WORK REQUIRED: Among the lines below, which ones contain the word "shark"? Copy every such line.

DATA SECTION:

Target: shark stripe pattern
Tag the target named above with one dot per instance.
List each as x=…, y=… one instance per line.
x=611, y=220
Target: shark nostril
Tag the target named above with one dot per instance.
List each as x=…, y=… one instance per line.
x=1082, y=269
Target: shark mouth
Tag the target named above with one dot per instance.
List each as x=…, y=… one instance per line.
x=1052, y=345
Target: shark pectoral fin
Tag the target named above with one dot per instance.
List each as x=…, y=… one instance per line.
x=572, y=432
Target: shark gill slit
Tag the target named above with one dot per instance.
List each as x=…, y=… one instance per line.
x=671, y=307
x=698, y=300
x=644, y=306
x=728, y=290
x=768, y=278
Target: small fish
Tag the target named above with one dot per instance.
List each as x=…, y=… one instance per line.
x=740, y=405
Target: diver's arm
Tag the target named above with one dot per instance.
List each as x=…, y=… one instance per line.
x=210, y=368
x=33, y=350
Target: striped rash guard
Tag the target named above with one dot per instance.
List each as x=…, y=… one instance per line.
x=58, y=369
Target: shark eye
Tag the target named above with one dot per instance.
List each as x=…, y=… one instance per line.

RESULT:
Target: shark stripe pattern
Target: shark nostril
Target: shark mouth
Target: shark pectoral fin
Target: shark gill slit
Target: shark eye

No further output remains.